--- Exercises to complete ---
a – Answer these questions about the equilateral triangle problem, one per line:
(i) What kind of straightedge is allowed?
(ii) In what order does the Euclidea hint list the five constructions?
(iii) In the six-step construction, where does the circle centered on P through B meet the circle centered on A through P, other than at B?
b – Copy out the part of the equilateral triangle problem starting with "5. Construct a" and going on through "angle bisector: 1L.".

Given A point $P$ on a circle $O$ whose center is not given.

Goal Inscribe an equilateral triangle $\Delta{PQR}$ in $\bigcirc{O}$.

Constraints Construct all three sides of the $\Delta{PQR}$ to achieve the goal. Only an unmarked straightedge and a non-rusty collapsible compass (i.e., a compass that, while on paper, can have any radius but which cannot maintain said radius when not on paper) can be used. Use only from the construction steps below a number of steps that together require just five lines in total.

  1. Construct a point: 0 lines (L).
  2. Mark the intersection of two curves with a point: 0L.
  3. Construct a new line (*or line segment or ray): 1L.
  4. Extend a given line segment (*or ray): 1L.
  5. Construct a circle (non-rusty collapsible compass): 1L.
  6. Construct the perpendicular bisector of a line segment: 1L.
  7. Construct a new line perpendicular to an old line: 1L.
  8. Construct an angle bisector: 1L.

Hints from Euclidea A known solution employs five constructions in the order: Circle, circle, perpendicular bisector, perpendicular bisector, and line.

PREVIOUS WORK As mentioned above, I have a construction that matches neither the 5L-constraint nor the hint. The following figure accompanies the six-line construction below, where the given and goal are shown as an inset:

6L construction to this problem

  1. Construct a point $A \ne P$ on circle $\bigcirc{O}$ [0L running total].
  2. Construct $\bigcirc{A(P)}$ centered on point $A$ and with radius $AP$ [1L running total].
    • $\bigcirc{A(P)}$ also intersects $\bigcirc{O}$ at another point $B \ne P$.
  3. Construct $\bigcirc{P(B)}$ [2L running total].
    • $\bigcirc{P(B)}$ also intersects $\bigcirc{A(P)}$ at another point $C \ne B$.
    • Therefore, $\bigcirc{P(C)} = \bigcirc{P(B)}$.

--- Material provided ---

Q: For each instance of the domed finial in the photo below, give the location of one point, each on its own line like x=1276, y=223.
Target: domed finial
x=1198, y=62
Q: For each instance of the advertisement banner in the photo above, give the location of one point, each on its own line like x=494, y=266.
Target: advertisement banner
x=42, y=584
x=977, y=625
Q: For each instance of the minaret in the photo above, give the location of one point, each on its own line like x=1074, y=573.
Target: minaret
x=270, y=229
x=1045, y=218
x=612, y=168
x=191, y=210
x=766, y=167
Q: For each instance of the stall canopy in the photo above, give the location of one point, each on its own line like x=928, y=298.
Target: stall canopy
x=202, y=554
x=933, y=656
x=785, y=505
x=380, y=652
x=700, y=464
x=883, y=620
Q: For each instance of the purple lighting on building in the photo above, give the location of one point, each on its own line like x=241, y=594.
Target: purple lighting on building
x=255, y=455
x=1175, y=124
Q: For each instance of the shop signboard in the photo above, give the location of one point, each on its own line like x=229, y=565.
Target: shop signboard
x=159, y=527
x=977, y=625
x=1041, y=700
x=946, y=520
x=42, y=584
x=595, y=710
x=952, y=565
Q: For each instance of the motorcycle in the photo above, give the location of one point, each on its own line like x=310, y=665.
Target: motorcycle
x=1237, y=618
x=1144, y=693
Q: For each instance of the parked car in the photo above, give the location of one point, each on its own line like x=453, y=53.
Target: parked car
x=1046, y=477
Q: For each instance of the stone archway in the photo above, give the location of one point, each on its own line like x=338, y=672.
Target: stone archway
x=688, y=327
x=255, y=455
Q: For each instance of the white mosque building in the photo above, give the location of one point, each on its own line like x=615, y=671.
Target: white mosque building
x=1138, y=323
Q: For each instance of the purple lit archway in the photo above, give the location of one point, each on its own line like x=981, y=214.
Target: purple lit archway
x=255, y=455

--- Task-by-task solutions ---
a –
(i) An unmarked straightedge.
(ii) Circle, circle, perpendicular bisector, perpendicular bisector, and line.
(iii) At point C.

b –
5. Construct a circle (non-rusty collapsible compass): 1L.
  6. Construct the perpendicular bisector of a line segment: 1L.
  7. Construct a new line perpendicular to an old line: 1L.
  8. Construct an angle bisector: 1L.